→ Given passage

I mean, no one is saying you should read Einstein, just that Einstein had some things to add to the ideas of gravity that are worth considering. And if you want any theory of gravity that you have baked up on your own to be taken seriously, you will find that others will expect you to show some familiarity with his theories. And further, there is a wealth of material on his theories that does not require you to engage directly with the esoteric math.
The same is true about Kant (although, to be fair this is philosophy and not physics, so he didn't supplant Descartes in the same way Einstein did Newton). He added explicitly to the question about the bounds of knowledge with respect to experience. So if you are making claims about that subject then it is not unreasonable to expect that you have at least some familiarity with his contribution.
You kept putting me down because my ideas don't jibe with your readings. Now you're comparing philosophy with physics.
I am trying stay away from such pedantic bibliographic review. You keep appealing to authority to minimize my contributions. This is why I didn't want to go down this road. Thanks for dragging me.
Hate to break this to you but the ideas I'm talking about are well over 3000 years old. Kant et al are a cul de sac in this tradition.
Perhaps, yet how would you know if you refuse to engage with it?
I'm not sure how to respond when someone insists on remaining ignorant of alternative viewpoints and then suggests that any attempt to point out relevant arguments against their position is victimizing them.
It is even debatable what points he really made. As always in philosophy.
I'd say that existence not being a predicate of any object is kind of non-debatable :)
It is, actually. Kant differentiates between "real predicates" and "logical predicates", and only states that existence doesn't belong to the first category, because it "doesn't enhance the concept". The whole distinction is quite unclear, and Kant's claims can be interpreted in multiple ways, as people do in some publications.

→ Questions on the material
1. According to the exchange about Kant, which two kinds of predicates does Kant distinguish?
2. Extend the exchange about Kant past its final reply.

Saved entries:
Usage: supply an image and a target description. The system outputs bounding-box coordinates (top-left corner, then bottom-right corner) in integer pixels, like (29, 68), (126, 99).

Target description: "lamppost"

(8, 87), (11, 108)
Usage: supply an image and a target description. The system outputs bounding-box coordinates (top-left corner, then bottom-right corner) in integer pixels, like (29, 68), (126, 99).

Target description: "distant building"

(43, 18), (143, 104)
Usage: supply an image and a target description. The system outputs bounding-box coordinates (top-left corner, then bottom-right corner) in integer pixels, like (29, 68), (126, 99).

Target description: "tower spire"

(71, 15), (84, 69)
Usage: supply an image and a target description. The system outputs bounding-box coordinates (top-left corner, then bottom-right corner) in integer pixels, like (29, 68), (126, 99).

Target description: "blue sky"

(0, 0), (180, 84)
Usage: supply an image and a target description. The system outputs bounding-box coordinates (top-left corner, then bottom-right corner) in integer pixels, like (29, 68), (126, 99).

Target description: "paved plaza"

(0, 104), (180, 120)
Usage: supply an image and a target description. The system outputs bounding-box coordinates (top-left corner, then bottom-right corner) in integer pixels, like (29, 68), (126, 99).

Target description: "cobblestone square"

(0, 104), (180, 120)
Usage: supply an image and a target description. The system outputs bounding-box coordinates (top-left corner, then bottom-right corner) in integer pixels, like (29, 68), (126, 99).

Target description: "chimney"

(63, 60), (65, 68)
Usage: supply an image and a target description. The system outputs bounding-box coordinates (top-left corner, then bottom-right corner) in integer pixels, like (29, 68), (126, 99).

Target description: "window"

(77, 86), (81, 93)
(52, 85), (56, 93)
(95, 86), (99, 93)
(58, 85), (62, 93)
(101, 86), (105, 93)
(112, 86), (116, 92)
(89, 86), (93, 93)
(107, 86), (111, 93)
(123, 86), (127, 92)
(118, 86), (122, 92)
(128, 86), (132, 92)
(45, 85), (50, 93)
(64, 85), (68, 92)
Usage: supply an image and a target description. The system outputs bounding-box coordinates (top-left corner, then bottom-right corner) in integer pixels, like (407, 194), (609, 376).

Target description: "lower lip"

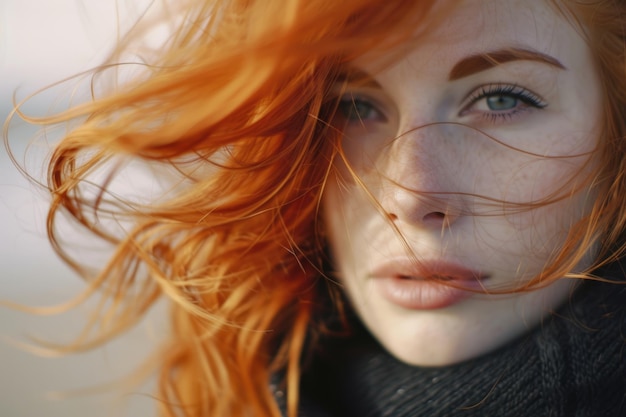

→ Written answers
1. Real predicates and logical predicates.

2.
Actually this famous slogan that "existence is not a predicate" is closer to proposals of Russell and Quine.
Disclaimer: quoted phrases from Kant may not match exactly what you can find in English translations. I know Kant from Polish translations, so I improvised a bit.
As long as we don't discover something truly novel this is how reality of this universe looked like before we came since its creation. And it fared just fine.
Interesting turn of phrase about a supposed reality deprived of consciousness. Created.
As someone said about thermodynamics: You can't win, you can't break even, and you must play the game. (Source unknown)
Is there already a theory for life->greater complexity similar to that of entropy in physics? It seems just as inexorable.
The theory is that they are one in the same, or better to say that entropy is the process that drives life. In that, life grows in complexity in order to dissipate heat (i.e., increase entropy) more efficiently.
Just look at Earth. Life is incredibly complex but is ultimately driving everything towards dust.
Depending on how you look at it, life is driven by the opposite of entropy. Schrödinger in his book, What is Life?, calls it "negative entropy" or even "free energy".
https://en.wikipedia.org/wiki/Entropy_and_life#Negative_entr...
I don't think you understand my point or what Schrodinger wrote. The Wikipedia synopsis of Schrodinger is unlikely to be accurate.
https://www.quantamagazine.org/a-new-thermodynamics-theory-o...
https://www.bbvaopenmind.com/en/science/leading-figures/ilya...
Thank you, I'm familiar with the work of Ilya Prigogine, and the first linked article is one of my favorites that I've read several times. The relationship between life and entropy is a fascinating topic for sure.
It seems we've talked at each other then, haha.
This seems silly on the level of the anthropic principle.
It's like claiming a calculator exists to use up electricity.
We're eddies in the flow of energy from high to low entropy because it's free energy.
We create more entropy in capturing energy than we capture because it's impossible not to.
There's no purpose for life there. It's just where life lives.
There is a minor pedantic point to make that akshually heat dissipation carves channels of energy flow that look to us like life rather than the causality going in the other direction.
sighs in bitcoin
You might really like the short book What is Life? by Schrödinger, it delves into exactly that.
So where's the bacteria outcompeting moon dust?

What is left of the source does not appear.